YOUR GOAL
Reproduce, unchanged, the part of the listing that opens with the line containing "trace dark foreground" and closes with the line containing "462 375 L 476", both of those lines included.

* START GIVEN ENTRIES *

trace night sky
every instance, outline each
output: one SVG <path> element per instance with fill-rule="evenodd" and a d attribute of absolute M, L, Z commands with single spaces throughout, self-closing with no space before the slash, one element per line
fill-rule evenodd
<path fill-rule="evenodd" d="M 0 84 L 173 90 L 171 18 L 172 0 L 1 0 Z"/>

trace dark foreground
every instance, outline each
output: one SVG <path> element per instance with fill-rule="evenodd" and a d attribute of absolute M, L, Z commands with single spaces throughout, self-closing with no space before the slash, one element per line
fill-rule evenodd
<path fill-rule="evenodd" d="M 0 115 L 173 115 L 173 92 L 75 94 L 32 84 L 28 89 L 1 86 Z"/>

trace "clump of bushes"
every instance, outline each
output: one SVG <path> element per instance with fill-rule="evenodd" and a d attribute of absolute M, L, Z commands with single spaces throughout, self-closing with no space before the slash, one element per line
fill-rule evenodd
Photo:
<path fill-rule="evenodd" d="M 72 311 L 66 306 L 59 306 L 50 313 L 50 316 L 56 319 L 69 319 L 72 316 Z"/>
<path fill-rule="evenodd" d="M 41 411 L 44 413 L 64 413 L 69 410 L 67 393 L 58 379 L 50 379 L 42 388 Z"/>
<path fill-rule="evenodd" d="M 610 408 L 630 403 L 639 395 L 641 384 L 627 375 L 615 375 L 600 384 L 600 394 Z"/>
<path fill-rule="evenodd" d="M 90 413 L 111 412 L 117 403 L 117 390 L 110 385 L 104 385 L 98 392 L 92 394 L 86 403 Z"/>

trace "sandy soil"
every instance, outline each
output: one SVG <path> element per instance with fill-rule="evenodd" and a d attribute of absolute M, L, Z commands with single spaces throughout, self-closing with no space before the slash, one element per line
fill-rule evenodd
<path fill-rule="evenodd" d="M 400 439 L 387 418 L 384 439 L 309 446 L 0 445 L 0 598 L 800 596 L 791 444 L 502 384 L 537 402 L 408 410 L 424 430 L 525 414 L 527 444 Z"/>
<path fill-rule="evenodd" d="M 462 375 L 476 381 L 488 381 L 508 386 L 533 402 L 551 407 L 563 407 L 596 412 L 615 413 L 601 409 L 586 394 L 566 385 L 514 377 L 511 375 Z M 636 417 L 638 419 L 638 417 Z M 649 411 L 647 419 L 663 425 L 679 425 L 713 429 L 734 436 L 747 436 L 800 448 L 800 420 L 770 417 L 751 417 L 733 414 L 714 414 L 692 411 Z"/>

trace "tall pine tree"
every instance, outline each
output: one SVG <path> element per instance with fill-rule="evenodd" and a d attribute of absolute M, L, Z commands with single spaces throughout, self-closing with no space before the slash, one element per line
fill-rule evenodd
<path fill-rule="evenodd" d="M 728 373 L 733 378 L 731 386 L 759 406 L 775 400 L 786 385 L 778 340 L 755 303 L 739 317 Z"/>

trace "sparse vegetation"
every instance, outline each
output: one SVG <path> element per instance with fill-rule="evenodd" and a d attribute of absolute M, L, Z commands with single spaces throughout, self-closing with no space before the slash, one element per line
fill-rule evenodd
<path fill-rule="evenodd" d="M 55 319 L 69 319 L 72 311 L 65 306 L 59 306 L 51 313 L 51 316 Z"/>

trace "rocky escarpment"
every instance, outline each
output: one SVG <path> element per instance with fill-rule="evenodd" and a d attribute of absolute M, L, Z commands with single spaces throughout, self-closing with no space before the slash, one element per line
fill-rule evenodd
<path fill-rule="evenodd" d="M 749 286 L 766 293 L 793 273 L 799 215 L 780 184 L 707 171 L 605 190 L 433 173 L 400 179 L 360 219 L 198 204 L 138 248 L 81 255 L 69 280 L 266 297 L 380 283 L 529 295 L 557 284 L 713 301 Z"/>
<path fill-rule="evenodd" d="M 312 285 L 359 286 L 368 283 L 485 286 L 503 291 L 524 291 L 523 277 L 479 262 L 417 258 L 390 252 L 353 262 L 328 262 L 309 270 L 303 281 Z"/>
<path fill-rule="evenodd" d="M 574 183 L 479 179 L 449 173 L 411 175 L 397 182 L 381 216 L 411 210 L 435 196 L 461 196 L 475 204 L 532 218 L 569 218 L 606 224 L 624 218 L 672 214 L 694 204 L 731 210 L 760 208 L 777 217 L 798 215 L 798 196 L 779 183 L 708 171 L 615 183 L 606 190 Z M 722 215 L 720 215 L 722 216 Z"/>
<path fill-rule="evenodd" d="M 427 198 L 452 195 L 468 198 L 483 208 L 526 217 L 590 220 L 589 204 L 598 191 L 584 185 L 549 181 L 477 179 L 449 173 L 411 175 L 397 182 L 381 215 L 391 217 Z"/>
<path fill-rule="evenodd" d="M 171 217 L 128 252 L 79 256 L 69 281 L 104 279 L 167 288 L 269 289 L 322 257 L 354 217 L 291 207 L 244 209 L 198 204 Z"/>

* END GIVEN ENTRIES *
* START GIVEN ENTRIES *

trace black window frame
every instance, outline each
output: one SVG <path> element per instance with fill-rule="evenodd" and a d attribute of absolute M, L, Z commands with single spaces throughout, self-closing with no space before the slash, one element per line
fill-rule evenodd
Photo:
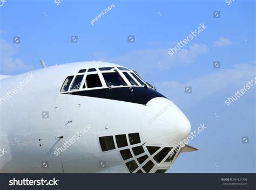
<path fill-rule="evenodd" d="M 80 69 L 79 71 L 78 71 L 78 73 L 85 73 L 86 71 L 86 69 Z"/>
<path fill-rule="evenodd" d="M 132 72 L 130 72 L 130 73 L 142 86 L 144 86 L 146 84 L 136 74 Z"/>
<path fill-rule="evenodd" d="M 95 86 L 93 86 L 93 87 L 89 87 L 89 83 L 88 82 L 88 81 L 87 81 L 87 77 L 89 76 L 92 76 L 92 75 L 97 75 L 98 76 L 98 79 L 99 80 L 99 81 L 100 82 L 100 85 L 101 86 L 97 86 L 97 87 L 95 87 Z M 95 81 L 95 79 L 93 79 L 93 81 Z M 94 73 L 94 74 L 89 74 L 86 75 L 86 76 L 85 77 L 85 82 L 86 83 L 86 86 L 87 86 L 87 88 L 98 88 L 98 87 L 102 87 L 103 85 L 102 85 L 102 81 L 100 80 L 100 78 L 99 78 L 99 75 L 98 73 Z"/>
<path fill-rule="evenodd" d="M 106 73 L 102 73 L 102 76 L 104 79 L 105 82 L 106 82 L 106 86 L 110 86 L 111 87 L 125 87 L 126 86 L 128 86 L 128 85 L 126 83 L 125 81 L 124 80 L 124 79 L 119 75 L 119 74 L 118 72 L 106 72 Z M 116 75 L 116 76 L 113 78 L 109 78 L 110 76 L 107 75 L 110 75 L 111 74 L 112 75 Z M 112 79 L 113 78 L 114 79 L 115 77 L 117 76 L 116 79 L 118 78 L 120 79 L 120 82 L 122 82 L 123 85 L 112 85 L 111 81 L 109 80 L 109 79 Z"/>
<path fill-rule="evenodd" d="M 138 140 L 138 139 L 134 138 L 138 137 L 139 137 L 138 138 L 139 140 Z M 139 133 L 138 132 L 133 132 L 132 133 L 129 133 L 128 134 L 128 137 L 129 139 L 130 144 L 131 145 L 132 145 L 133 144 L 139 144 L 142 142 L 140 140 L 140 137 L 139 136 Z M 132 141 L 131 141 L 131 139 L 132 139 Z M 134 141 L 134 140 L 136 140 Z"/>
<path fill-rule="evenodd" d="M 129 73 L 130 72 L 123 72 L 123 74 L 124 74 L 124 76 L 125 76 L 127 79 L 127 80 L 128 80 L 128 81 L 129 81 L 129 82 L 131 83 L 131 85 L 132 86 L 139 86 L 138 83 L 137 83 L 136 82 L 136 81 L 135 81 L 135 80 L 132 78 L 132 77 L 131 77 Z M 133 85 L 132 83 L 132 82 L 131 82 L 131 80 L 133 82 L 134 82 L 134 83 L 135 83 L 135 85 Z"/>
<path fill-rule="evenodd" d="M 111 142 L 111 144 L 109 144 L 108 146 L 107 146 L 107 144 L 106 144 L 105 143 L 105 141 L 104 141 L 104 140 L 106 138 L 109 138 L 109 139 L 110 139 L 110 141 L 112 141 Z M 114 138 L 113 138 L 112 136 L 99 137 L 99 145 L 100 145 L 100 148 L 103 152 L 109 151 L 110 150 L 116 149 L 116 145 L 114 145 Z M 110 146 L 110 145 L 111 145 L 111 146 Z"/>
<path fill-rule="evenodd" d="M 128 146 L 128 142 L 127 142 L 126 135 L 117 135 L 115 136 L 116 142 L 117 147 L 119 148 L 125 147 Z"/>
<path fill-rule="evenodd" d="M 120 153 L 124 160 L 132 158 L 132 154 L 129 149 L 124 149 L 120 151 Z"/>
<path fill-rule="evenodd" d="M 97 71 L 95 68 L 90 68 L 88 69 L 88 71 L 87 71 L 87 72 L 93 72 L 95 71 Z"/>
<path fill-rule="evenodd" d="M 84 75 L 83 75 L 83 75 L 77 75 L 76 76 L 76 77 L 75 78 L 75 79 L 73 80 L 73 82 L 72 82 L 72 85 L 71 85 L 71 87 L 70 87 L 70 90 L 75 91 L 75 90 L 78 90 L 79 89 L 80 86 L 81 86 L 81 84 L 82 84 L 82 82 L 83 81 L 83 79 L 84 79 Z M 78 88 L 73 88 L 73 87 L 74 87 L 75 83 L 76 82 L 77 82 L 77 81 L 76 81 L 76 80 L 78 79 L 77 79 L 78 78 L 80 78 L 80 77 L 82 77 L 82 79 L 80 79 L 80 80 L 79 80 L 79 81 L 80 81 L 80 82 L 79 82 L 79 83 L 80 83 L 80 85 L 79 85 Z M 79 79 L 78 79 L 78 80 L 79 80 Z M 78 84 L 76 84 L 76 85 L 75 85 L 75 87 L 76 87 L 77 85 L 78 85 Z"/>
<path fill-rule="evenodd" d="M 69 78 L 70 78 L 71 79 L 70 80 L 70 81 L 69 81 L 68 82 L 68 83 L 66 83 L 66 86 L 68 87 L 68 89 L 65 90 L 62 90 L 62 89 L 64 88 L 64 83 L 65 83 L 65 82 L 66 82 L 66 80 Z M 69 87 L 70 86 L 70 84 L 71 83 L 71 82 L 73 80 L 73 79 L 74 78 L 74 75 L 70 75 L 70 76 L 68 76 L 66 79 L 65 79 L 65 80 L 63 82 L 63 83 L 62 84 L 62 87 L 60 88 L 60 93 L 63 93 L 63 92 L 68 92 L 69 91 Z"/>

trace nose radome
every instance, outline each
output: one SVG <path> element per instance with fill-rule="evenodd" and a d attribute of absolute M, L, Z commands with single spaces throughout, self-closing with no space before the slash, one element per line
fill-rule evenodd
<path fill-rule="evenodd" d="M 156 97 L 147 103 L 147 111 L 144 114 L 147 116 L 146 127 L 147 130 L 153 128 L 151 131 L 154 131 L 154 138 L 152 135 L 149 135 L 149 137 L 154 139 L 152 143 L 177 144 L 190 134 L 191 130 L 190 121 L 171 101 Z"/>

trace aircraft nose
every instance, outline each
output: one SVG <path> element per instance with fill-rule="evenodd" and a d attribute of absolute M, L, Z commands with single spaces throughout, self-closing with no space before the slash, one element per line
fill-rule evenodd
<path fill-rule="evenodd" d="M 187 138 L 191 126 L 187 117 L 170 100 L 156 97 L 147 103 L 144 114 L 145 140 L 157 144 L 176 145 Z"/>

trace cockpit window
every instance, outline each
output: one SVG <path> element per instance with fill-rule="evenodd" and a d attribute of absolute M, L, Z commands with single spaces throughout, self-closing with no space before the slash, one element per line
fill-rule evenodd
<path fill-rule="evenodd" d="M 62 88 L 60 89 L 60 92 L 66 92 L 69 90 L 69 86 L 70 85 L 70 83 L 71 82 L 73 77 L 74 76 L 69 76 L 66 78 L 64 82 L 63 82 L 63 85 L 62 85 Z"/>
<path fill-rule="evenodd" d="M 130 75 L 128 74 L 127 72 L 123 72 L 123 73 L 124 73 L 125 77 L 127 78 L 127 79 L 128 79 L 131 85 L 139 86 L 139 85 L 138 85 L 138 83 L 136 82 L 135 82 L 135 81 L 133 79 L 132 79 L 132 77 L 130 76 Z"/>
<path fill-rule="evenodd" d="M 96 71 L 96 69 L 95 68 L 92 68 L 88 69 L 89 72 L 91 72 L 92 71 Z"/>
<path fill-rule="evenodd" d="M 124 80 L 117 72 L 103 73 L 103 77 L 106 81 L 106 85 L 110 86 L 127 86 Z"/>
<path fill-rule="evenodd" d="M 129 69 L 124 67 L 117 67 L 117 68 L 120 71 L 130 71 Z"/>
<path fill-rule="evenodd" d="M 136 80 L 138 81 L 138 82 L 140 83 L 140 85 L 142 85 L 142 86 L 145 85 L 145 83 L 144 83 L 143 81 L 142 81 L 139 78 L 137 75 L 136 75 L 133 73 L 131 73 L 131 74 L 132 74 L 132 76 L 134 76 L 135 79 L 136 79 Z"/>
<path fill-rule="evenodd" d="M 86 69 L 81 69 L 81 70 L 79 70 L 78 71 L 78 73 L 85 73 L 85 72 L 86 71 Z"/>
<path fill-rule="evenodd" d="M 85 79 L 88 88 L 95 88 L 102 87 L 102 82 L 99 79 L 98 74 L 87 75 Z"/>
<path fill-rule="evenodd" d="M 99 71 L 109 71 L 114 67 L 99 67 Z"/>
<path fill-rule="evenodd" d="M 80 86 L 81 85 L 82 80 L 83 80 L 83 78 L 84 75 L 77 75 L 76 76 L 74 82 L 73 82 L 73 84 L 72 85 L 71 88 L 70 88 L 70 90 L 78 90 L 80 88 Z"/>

* END GIVEN ENTRIES *

SOLUTION FOR THIS PROBLEM
trace dark foreground
every instance, outline each
output: one SVG <path> element per instance with fill-rule="evenodd" and a d attribute of absolute M, L, Z commands with single spaces throughout, self-closing with no space before the slash, one element per line
fill-rule evenodd
<path fill-rule="evenodd" d="M 0 115 L 173 115 L 173 92 L 75 94 L 32 84 L 28 89 L 1 86 Z"/>

trace "clump of bushes"
every instance, outline each
output: one SVG <path> element per instance with fill-rule="evenodd" and a d attribute of absolute M, L, Z commands with single spaces throughout, self-closing with no space before the slash, one element per line
fill-rule evenodd
Photo:
<path fill-rule="evenodd" d="M 72 311 L 66 306 L 59 306 L 50 313 L 50 316 L 56 319 L 69 319 L 72 316 Z"/>
<path fill-rule="evenodd" d="M 41 411 L 44 413 L 64 413 L 69 410 L 67 393 L 58 379 L 50 379 L 42 388 Z"/>
<path fill-rule="evenodd" d="M 610 408 L 630 403 L 639 395 L 641 384 L 627 375 L 615 375 L 600 384 L 600 394 Z"/>
<path fill-rule="evenodd" d="M 90 413 L 111 412 L 117 403 L 117 390 L 110 385 L 104 385 L 98 392 L 92 394 L 86 403 Z"/>

trace "sandy soil"
every instance, outline each
output: one SVG <path> element per instance with fill-rule="evenodd" and a d attribute of absolute M, L, Z commands with single spaces throughout, self-closing with no space before the slash, one element per line
fill-rule evenodd
<path fill-rule="evenodd" d="M 400 439 L 387 418 L 384 439 L 309 446 L 0 445 L 0 598 L 800 596 L 791 444 L 502 384 L 537 402 L 408 410 L 424 430 L 525 414 L 527 444 Z"/>
<path fill-rule="evenodd" d="M 462 375 L 476 381 L 488 381 L 508 386 L 533 402 L 551 407 L 563 407 L 596 412 L 615 413 L 601 409 L 586 394 L 566 385 L 514 377 L 511 375 Z M 636 417 L 638 419 L 638 417 Z M 649 411 L 647 419 L 663 425 L 679 425 L 713 429 L 734 436 L 747 436 L 800 448 L 800 420 L 770 417 L 751 417 L 733 414 L 714 414 L 692 411 Z"/>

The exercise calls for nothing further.